[Location identification entries]

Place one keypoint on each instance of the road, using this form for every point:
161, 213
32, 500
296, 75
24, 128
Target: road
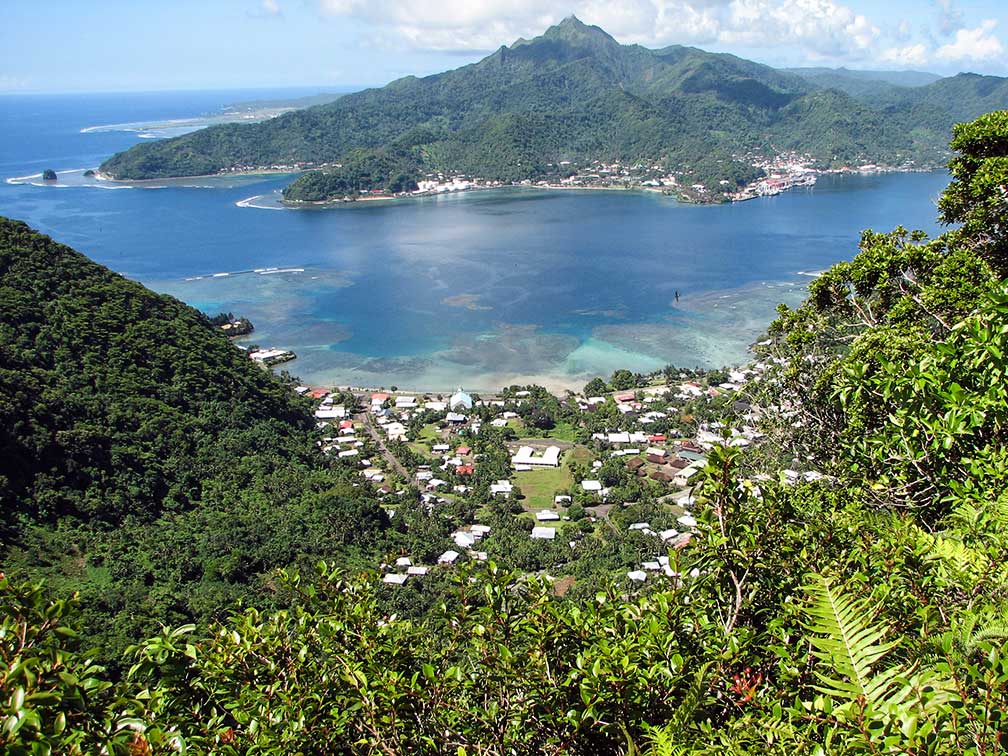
390, 458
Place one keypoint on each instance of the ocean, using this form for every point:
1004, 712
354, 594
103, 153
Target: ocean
480, 289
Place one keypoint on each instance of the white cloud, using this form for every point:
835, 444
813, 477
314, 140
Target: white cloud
820, 28
823, 27
979, 44
910, 54
950, 18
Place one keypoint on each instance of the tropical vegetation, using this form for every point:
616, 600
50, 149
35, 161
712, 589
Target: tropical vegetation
859, 609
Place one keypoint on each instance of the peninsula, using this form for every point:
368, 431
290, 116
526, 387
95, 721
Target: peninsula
699, 125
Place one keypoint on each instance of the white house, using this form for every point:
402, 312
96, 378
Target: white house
527, 456
460, 400
501, 488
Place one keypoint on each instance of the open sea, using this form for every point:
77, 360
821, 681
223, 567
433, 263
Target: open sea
481, 289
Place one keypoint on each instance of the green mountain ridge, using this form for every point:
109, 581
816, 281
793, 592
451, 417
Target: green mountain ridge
576, 95
145, 461
839, 586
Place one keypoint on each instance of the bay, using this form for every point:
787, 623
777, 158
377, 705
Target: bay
479, 289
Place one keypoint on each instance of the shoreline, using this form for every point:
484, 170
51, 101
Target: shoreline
308, 204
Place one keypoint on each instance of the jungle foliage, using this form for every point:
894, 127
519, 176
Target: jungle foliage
862, 613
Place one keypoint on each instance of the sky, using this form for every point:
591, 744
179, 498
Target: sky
101, 45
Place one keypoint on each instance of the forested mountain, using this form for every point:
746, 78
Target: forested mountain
144, 460
868, 84
860, 608
576, 95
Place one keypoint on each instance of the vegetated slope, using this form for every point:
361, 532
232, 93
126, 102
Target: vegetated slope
573, 94
863, 610
119, 400
864, 84
144, 460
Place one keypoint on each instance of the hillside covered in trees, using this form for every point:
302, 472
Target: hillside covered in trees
145, 462
863, 609
574, 96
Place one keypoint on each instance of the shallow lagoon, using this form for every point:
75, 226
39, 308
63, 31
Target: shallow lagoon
479, 289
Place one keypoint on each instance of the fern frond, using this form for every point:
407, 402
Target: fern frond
851, 646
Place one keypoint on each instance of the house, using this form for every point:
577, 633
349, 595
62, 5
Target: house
527, 456
331, 413
463, 539
501, 488
395, 431
460, 400
681, 478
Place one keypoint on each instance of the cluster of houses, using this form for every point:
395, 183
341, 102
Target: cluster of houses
644, 453
465, 538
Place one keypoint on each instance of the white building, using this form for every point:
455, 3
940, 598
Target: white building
527, 456
460, 400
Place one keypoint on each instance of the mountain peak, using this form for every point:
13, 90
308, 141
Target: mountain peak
574, 29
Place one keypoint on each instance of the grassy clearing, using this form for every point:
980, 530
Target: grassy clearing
540, 486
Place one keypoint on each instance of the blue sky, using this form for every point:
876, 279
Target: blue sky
90, 45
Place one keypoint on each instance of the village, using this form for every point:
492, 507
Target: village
554, 486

=== Do this ===
Using the material above, reproduce exactly the line that contains "Place one keypoint on each instance of the hillside" and all lines after it through the last one, and only those.

=== Output below ===
Place one keypoint on each instance of the hillside covered in trees, using this form for every point:
302, 472
Target: hillside covered in trees
145, 462
863, 609
574, 96
Place one keypoint on each instance of the shallow lagoon, using this form for every point:
75, 226
39, 308
63, 31
Target: shallow lagoon
479, 289
Place one keypoint on each instance of the fern frond, using this form for every point:
407, 402
Target: fern frond
851, 646
Place one keypoint on each instance of the house, using this form for every point:
577, 633
349, 595
62, 5
Target: house
527, 456
331, 413
463, 539
501, 488
395, 431
460, 400
681, 478
Place one keypoint on each instance of the cluster of houses, using this form for every point:
395, 183
341, 102
Target: cluster of houses
644, 453
465, 538
Place one keypoint on each instance of the white building, using this form for every point:
455, 3
940, 598
Target: white building
527, 456
460, 400
Place one keypoint on each instance of the mountain peak, using this form for every point:
13, 90
308, 141
Target: mountain peak
574, 29
Place one keypoint on each instance of the grassy clearing, using this form for every point:
980, 530
Target: grassy clearing
540, 486
Place one keypoint on each instance of the blue sky, using this form for every point:
876, 279
Target: blue sky
90, 45
Place one keypoint on each instance of the village, using this form for every point:
492, 507
Target: village
554, 486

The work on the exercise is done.